◆ GIVEN EXERCISE 1:
In the espresso forum thread, which machine and grinder does facboy say he is currently using?
◆ GIVEN EXERCISE 2:
Resume the espresso forum thread at the point where it ends.

[BEGIN SUPPLIED TEXT]

17.5g on grind 9 gave me a 17 second shot. Little crema, but a bit. There wasn't enough pressure, it made it to about halfway to the grey money zone. Taste is actually decent, not sour or bitter at all. The problem is it's 'thin', there's no depth to the taste. I do quite like it though. I think the tool would work as the grounds were below the rim of the pf, but they would still need heavy tamping with the tool to get it to sit on the rim I think. Although Facboy manages it without heavy pressure so I'm at a loss there.


----------



## Dalerst

CocoLoco said:


> So just having a coffee using your settings. I'm using Rave Chatswood. As I thought it came out too fast, but it's not as bad as thought, I'm drinking it now. I've made some where I've just chucked them it was so bad!
> 
> 17.5g on grind 9 gave me a 17 second shot. Little crema, but a bit. There wasn't enough pressure, it made it to about halfway to the grey money zone. Taste is actually decent, not sour or bitter at all. The problem is it's 'thin', there's no depth to the taste. I do quite like it though. I think the tool would work as the grounds were below the rim of the pf, but they would still need heavy tamping with the tool to get it to sit on the rim I think. Although Facboy manages it without heavy pressure so I'm at a loss there.


 Thats very interesting, ive just done a rave coffee, there signature roast, 18g in and reduces the grind to 5, the shot was dripping out and for 40g it was 50 seconds. To say be both have the same machine we seem to get massively different results!


----------



## facboy

i'm on a Bambino plus and a Baratza grinder at the moment, so perhaps its not comparable. I could try take some photos later.


----------



## 24774

Dalerst said:


> Thats very interesting, ive just done a rave coffee, there signature roast, 18g in and reduces the grind to 5, the shot was dripping out and for 40g it was 50 seconds. To say be both have the same machine we seem to get massively different results!


 Wow, even given differing age of beans (but only by days I imagine) and blends, that's a huge difference.


----------



## facboy

Immediately post dosing (with the funnel still in place):

  

The 'mess' that the funnel leaves:

     

'Tap-levelled':

     

Motta just placed lightly on top:

  

Motta rotated with its own weight until it doesn't compress any further:

  

After this I rotate while pressing down gently (which doesn't take much effort) until the Motta sits flush. I thought I had a photo of this stage but I must have forgotten.

The finished puck, no tamping. This goes straight in the portafilter and into the machine:


----------



## Caffeinated_fiend

I got a new tamper recently that I prefer using to the Motta as all of my coffees are dialled in for it so I will probably put it on the sale thread in the next day or so.

[END SUPPLIED TEXT]
[BEGIN MATERIAL SHOWN]

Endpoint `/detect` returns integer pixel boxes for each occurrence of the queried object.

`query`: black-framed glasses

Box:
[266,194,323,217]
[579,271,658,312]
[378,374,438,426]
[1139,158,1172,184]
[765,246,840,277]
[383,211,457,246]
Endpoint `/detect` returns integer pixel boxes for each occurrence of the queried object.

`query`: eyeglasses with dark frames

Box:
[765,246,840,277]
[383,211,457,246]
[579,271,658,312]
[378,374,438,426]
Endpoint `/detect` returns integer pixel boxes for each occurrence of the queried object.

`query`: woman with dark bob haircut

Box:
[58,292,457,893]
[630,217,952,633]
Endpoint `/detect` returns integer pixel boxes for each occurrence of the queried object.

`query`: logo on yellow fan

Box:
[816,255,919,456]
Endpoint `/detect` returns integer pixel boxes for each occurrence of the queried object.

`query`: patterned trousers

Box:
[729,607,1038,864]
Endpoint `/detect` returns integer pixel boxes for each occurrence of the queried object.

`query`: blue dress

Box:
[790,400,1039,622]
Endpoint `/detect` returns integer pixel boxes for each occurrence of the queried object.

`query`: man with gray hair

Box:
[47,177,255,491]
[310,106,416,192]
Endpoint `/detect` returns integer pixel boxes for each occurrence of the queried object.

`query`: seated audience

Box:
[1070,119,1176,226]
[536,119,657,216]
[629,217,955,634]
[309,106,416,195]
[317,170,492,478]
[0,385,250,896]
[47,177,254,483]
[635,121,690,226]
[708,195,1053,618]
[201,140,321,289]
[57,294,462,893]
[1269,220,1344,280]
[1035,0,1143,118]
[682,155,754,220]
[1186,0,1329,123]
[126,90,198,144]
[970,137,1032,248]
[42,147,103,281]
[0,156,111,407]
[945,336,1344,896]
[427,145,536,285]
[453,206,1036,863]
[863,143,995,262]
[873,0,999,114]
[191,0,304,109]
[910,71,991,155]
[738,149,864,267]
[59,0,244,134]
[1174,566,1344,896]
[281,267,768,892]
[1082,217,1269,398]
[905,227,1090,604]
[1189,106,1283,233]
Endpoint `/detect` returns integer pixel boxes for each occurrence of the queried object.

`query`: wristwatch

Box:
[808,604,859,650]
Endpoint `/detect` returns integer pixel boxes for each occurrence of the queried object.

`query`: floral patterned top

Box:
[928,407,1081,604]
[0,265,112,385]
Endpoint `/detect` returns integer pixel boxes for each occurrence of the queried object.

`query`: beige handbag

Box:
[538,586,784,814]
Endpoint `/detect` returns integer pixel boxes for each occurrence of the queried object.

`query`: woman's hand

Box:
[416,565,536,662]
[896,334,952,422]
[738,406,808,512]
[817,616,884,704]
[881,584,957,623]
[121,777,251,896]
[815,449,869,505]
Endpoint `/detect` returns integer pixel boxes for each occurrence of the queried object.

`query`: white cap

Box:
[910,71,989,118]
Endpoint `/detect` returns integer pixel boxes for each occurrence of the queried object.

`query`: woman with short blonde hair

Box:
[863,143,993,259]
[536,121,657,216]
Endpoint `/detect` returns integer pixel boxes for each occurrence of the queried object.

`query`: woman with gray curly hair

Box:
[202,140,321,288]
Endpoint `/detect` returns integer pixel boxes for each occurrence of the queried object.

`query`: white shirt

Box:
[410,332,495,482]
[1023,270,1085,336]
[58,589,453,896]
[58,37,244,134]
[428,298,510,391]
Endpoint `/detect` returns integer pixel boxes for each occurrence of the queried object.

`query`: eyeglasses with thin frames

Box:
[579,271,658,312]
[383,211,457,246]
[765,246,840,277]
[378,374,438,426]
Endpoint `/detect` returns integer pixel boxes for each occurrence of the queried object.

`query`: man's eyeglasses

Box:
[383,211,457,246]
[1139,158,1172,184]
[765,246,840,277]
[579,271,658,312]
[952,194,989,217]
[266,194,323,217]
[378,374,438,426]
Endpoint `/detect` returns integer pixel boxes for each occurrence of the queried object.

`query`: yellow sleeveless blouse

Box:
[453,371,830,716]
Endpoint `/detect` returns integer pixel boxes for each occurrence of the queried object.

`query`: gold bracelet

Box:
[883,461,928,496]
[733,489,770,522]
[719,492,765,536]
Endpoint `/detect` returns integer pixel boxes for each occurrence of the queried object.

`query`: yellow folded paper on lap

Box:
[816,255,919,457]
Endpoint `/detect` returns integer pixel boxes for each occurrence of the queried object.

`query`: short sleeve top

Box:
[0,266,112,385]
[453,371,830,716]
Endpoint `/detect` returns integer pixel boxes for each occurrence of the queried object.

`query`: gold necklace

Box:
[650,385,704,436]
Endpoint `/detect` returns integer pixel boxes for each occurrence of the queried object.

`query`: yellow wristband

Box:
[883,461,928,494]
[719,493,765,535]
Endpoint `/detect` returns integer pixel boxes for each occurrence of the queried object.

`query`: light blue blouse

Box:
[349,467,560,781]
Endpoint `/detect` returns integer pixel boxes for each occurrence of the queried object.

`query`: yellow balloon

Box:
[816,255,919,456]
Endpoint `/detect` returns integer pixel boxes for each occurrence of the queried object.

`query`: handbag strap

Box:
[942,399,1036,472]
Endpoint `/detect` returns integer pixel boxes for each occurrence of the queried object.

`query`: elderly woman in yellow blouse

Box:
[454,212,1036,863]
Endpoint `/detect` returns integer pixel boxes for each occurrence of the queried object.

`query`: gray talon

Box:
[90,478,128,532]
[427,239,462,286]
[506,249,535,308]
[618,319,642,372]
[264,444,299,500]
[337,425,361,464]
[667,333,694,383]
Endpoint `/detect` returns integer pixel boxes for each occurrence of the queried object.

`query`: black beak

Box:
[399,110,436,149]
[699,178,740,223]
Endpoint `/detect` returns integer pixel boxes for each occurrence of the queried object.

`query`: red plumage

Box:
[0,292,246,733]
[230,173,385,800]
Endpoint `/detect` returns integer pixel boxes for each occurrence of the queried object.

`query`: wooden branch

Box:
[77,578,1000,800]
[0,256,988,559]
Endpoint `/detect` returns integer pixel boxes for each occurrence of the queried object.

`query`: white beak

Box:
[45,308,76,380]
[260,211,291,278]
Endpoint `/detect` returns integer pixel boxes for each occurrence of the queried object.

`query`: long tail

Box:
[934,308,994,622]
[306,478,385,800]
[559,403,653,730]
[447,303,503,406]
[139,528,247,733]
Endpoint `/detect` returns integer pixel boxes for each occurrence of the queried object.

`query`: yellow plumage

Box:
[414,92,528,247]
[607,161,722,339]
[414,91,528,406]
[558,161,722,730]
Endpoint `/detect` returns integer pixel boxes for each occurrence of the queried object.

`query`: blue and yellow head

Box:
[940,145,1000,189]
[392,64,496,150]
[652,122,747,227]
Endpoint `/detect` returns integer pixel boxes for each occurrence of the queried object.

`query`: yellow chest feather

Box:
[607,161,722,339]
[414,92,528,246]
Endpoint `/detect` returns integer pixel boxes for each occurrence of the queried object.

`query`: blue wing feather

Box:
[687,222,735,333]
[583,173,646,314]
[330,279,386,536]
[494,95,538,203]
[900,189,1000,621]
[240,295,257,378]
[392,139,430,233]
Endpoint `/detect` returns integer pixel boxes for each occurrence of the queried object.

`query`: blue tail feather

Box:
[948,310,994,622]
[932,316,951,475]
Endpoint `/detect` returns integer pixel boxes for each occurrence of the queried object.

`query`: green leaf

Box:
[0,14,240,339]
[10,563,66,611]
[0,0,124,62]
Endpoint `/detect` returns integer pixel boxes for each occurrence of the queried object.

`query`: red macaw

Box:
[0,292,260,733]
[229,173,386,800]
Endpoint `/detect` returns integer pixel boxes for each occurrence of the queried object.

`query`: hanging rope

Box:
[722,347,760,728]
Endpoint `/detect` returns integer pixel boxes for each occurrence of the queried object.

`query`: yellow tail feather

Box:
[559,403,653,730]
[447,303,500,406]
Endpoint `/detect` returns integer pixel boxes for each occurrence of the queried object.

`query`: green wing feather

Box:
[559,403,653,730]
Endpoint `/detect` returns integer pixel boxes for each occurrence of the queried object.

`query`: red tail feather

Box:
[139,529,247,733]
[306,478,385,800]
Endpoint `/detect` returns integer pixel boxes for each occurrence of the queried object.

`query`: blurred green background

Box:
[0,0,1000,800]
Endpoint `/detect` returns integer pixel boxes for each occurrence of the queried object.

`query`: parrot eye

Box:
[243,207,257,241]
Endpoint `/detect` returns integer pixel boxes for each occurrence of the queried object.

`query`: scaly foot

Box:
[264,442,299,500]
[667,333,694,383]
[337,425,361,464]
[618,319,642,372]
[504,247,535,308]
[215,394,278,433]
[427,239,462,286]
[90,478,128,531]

[END MATERIAL SHOWN]

◆ WRITTEN REPLY 1:
A Bambino Plus and a Baratza grinder.

◆ WRITTEN REPLY 2:
----------



## 24774

facboy said:


> Immediately post dosing (with the funnel still in place):
> 
> 
> 
> The 'mess' that the funnel leaves:
> 
> 
> 
> 'Tap-levelled':
> 
> 
> 
> Motta just placed lightly on top:
> 
> 
> 
> Motta rotated with its own weight until it doesn't compress any further:
> 
> 
> 
> After this I rotate while pressing down gently (which doesn't take much effort) until the Motta sits flush. I thought I had a photo of this stage but I must have forgotten.
> 
> The finished puck, no tamping. This goes straight in the portafilter and into the machine:


 Thanks for that. What grind setting is that on? Have you tried with 19g? All my Rave coffees needed 19g, that's where I ran into trouble. 19g on grind 3. Although that is way too much for some people's machines!


----------



## facboy

Ah well as I said I have a Baratza grinder and a Bambino, so I'm sure the grind settings are not comparable. It's only an Encore so I haven't got the greatest of control on grind size.


----------



## 24774

facboy said:


> Ah well as I said I have a Baratza grinder and a Bambino, so I'm sure the grind settings are not comparable. It's only an Encore so I haven't got the greatest of control on grind size.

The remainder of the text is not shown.